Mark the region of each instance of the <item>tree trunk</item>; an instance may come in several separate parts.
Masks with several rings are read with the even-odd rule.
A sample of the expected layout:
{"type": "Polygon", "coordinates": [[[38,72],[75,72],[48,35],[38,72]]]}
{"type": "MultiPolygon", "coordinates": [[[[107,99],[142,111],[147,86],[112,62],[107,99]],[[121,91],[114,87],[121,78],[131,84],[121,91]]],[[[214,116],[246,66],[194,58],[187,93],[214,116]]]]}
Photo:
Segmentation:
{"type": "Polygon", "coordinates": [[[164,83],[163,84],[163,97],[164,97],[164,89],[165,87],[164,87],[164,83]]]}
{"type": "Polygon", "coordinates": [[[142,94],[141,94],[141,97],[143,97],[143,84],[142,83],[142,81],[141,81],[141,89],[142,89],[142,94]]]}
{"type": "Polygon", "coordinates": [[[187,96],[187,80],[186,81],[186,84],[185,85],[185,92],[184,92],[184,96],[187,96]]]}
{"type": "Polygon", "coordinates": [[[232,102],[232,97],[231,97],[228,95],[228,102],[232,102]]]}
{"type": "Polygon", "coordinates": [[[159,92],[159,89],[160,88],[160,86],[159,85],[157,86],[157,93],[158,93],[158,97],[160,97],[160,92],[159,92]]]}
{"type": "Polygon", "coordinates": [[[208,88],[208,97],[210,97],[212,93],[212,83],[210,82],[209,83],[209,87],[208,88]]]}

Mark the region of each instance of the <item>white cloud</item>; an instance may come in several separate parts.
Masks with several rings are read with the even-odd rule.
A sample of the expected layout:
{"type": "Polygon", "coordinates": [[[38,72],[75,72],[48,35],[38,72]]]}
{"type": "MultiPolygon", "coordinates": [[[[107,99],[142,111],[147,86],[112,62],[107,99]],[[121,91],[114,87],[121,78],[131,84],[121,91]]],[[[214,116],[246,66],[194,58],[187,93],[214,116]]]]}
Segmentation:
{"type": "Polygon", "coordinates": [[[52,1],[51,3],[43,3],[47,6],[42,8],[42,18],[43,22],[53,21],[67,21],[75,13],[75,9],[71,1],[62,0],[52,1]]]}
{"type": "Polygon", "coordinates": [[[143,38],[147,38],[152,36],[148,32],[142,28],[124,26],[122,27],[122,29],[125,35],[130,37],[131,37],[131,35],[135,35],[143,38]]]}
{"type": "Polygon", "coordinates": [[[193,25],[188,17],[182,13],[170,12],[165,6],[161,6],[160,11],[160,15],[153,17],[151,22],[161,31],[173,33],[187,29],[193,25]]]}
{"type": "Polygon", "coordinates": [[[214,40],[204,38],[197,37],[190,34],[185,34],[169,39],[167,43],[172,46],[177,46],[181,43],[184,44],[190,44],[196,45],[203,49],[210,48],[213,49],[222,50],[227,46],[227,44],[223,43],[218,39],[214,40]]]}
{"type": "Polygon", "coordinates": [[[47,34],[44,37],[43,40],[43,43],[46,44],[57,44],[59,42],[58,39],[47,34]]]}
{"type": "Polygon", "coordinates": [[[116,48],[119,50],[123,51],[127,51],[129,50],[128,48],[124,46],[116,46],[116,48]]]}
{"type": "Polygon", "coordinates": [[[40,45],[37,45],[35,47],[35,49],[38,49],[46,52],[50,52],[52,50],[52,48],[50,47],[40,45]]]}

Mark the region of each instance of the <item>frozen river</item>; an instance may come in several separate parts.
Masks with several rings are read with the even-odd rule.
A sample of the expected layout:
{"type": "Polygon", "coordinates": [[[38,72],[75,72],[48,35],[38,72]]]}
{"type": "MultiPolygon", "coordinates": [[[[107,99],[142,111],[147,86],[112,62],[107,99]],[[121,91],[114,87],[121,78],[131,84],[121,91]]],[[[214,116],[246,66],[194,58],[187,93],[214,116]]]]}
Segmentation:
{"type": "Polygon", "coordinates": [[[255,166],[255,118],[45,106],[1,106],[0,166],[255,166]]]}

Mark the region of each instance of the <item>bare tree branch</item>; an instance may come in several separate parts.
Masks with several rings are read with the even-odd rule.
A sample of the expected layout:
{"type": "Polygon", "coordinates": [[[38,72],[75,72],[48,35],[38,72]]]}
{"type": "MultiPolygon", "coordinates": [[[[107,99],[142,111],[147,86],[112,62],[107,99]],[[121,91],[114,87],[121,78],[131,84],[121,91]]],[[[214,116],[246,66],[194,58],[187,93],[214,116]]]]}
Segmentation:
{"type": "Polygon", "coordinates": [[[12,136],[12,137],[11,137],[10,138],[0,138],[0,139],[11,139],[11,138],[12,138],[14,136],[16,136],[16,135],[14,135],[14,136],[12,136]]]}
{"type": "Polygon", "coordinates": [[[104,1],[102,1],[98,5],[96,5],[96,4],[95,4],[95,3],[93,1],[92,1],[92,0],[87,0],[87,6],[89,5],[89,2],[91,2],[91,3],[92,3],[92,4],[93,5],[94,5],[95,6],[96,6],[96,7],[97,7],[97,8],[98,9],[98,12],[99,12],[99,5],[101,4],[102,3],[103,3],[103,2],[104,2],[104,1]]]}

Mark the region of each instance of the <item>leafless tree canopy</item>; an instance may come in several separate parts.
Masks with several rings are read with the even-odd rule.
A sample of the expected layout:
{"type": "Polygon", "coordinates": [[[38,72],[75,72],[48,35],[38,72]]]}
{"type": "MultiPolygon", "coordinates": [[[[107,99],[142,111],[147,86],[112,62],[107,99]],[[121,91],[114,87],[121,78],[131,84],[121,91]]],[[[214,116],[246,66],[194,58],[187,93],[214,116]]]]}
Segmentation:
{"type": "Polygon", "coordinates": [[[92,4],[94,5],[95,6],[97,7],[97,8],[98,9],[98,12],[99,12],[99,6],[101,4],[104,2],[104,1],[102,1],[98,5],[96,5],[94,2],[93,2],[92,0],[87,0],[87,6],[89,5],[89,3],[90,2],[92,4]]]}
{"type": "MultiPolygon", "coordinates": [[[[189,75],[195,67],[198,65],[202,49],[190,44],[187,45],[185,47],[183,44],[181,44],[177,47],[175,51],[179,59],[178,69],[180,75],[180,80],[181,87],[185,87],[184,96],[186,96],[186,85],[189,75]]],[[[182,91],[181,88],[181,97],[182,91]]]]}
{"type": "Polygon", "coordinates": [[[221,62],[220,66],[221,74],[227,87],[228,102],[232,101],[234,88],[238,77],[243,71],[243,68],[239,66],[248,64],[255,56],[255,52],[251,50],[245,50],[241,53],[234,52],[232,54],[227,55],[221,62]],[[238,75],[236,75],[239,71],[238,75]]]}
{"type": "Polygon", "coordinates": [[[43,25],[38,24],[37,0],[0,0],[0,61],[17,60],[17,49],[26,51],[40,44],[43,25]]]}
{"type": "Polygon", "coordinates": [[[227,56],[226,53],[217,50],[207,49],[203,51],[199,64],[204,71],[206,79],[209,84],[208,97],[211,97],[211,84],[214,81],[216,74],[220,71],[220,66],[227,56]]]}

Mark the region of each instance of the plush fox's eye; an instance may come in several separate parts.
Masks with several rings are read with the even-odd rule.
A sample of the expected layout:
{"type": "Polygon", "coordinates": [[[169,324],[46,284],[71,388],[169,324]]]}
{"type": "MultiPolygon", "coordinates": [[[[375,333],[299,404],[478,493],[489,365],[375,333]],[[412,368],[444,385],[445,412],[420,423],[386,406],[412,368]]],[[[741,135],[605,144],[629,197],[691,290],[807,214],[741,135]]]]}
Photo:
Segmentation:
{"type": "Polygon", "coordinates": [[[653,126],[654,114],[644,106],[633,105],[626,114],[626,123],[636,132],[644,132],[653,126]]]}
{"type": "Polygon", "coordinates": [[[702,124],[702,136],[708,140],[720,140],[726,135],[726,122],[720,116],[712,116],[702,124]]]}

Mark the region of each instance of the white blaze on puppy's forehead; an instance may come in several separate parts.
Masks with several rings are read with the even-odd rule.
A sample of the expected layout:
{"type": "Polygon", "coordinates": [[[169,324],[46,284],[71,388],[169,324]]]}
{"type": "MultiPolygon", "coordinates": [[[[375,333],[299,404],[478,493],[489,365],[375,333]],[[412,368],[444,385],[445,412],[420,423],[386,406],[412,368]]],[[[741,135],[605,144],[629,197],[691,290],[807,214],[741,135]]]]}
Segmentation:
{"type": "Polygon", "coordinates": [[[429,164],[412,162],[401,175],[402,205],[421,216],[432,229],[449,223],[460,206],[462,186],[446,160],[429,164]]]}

^^^^^^^^

--- Set task ---
Take every line from the one containing "Mark the region of each instance of the white" to the end of the listing and output it exactly, with nothing else.

--- Solved problem ---
Mark the region of each instance of the white blaze on puppy's forehead; an instance may come in several separate parts.
Masks with several rings are read with the even-odd rule.
A sample of the expected layout:
{"type": "Polygon", "coordinates": [[[169,324],[46,284],[71,388],[169,324]]]}
{"type": "MultiPolygon", "coordinates": [[[[375,333],[299,404],[478,493],[489,365],[375,333]],[[412,368],[444,385],[445,412],[420,423],[386,406],[412,368]]],[[[741,135],[605,144],[629,197],[691,290],[807,214],[741,135]]]]}
Segmentation:
{"type": "Polygon", "coordinates": [[[429,164],[412,162],[401,175],[402,205],[421,216],[432,229],[449,223],[460,206],[462,186],[446,160],[429,164]]]}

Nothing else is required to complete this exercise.